_Text section_:
----

Our latest report highlights the cost to local authorities of their CCTV operations – £515m in the past four years.

There are now at least 51,600 CCTV cameras controlled by local authorities, with five councils now operating more than 1,000 cameras. In comparison, £515m would put an extra 4,121 police constables on the streets – the equivalent of Northumbria police’s entire force.

The picture varies massively across the country, as you can see from our interactive map below, the huge increase in surveillance has not been a co-ordinated and intelligence-led response to crime, but a haphazard and badly measured rush to spy on citizens. The variations in how much councils were able to tell us, and the wide range of different structures in place to manage and monitor cameras, highlights the need for a national review of CCTV and its regulation.

As part of the report, we are calling for five changes to improve the way CCTV is regulated and evaluated. We believe the Government should:

  • Give the CCTV regulator the powers to enforce the code of practice
  • Require any publicly funded CCTV installation to refer to crime statistics or demonstrate a significant risk of harm before being commenced
  • Require public bodies to publish the instances where their CCTV cameras have been used in securing a conviction, and for what offences 
  • Require public bodies to publish in a standardised format the locations of their cameras (save for those used in direct protection of sites at risk of terrorism)

----

_Aim_: Can you quote the council CCTV passage word for word, from "There are now" up to and including "and its regulation."?

----

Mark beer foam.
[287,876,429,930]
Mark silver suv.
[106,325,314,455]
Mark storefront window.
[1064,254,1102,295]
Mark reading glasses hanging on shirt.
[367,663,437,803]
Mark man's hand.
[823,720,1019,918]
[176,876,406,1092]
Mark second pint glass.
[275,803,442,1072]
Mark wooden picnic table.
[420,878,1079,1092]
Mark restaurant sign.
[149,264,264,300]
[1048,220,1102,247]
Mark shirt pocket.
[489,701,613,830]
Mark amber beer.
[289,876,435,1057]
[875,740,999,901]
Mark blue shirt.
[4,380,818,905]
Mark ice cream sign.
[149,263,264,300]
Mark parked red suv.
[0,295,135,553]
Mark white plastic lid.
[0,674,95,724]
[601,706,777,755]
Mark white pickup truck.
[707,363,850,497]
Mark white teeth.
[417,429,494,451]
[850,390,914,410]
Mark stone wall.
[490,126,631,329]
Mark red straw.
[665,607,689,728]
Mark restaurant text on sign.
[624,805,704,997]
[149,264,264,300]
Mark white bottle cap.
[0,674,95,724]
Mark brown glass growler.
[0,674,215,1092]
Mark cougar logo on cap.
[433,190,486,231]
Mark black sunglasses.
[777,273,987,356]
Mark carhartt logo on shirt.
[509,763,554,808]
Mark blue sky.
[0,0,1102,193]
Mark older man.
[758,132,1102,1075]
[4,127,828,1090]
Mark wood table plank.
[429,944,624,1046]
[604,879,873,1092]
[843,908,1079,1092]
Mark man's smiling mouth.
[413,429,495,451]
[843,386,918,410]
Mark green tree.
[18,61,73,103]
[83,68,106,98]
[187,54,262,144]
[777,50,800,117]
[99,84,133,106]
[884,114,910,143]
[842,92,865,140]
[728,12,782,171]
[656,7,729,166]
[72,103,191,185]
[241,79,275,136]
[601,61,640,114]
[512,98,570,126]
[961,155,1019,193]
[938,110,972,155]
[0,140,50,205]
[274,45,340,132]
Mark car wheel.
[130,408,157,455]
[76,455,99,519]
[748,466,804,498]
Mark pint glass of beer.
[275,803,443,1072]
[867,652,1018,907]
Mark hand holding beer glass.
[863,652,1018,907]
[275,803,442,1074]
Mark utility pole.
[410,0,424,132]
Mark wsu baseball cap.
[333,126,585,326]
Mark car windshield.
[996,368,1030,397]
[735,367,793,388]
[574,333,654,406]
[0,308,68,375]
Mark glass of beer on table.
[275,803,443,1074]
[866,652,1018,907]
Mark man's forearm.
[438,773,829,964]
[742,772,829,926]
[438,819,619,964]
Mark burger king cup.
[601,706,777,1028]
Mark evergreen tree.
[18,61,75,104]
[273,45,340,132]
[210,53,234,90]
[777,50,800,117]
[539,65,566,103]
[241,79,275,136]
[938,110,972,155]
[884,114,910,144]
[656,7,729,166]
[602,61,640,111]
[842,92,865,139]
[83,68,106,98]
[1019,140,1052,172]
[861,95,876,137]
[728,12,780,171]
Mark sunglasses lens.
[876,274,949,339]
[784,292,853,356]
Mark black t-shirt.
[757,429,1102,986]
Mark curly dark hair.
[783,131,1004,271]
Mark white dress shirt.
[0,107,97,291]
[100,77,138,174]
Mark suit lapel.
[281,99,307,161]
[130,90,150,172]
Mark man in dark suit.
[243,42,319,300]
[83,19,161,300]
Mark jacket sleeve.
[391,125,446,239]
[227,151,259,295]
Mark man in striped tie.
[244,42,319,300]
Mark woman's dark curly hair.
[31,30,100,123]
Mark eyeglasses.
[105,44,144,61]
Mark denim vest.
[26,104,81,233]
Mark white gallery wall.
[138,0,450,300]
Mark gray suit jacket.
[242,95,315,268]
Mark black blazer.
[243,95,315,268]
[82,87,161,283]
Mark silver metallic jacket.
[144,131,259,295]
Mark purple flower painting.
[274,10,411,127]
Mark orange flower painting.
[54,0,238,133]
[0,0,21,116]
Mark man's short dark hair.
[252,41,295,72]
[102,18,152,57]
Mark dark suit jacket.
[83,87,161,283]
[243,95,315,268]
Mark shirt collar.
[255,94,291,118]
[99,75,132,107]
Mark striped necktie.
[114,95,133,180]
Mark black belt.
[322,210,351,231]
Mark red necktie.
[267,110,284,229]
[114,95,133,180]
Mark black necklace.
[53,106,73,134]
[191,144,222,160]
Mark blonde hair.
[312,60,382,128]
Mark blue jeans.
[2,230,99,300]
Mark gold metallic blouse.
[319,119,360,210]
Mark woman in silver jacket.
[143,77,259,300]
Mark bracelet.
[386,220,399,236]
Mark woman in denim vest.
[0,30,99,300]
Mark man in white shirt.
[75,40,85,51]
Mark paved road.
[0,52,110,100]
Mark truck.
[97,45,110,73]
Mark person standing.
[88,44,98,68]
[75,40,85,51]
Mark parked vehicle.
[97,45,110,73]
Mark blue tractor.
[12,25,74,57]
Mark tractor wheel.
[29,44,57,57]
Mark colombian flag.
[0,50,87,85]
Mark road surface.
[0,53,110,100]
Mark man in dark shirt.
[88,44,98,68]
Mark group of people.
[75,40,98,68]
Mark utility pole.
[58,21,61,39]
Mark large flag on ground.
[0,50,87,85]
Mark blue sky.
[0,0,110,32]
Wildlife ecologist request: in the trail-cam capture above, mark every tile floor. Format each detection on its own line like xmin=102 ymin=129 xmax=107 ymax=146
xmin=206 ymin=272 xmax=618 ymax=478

----

_Solved exercise_:
There are now at least 51,600 CCTV cameras controlled by local authorities, with five councils now operating more than 1,000 cameras. In comparison, £515m would put an extra 4,121 police constables on the streets – the equivalent of Northumbria police’s entire force.

The picture varies massively across the country, as you can see from our interactive map below, the huge increase in surveillance has not been a co-ordinated and intelligence-led response to crime, but a haphazard and badly measured rush to spy on citizens. The variations in how much councils were able to tell us, and the wide range of different structures in place to manage and monitor cameras, highlights the need for a national review of CCTV and its regulation.